What the exercise asks: Copy the listing below word for word, omitting the pictures.

===== Data shown

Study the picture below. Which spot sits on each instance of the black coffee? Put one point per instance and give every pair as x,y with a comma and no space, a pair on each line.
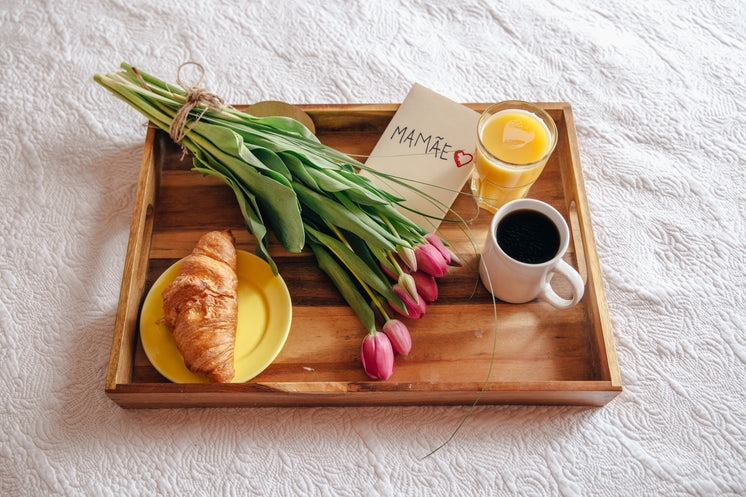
528,236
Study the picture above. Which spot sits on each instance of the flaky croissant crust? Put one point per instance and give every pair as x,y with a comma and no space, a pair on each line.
201,307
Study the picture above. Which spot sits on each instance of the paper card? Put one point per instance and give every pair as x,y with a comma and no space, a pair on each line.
430,141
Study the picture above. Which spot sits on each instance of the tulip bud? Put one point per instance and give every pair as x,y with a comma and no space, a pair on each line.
426,286
430,261
377,356
409,285
389,269
398,335
407,256
414,310
436,242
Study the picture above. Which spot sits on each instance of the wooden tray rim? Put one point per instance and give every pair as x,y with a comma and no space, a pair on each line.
251,394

==========

Solved problem:
Study the picture below. Which spot sits on each instance of the black coffee? Put one point per instance and give every pair as x,y with a comma and no space, a pair on each line.
528,236
Study the picture above. Which spot sits on each instance of the flaky croissant crust? Put one point per instance and give every pair as x,y with a comma and no space, a pair on each line.
201,307
Study the picture above. Which spot sits on each instance of the paper card? Put one point per instance and give every pair as x,y with a comma and no space, a pair on each line.
430,141
Study the picture above. Which spot sits on each instance of the tulip bud? Put one point per instance and give every pair as x,y with a comma and no space, a pair on each line.
426,286
430,261
377,356
409,285
389,269
398,335
407,256
414,310
436,242
Study the picture above. Which spot sits on each instance of the wooden tray rim? Put one point per instance and give every pair as x,y with a comma and no space, a pair on each line.
251,394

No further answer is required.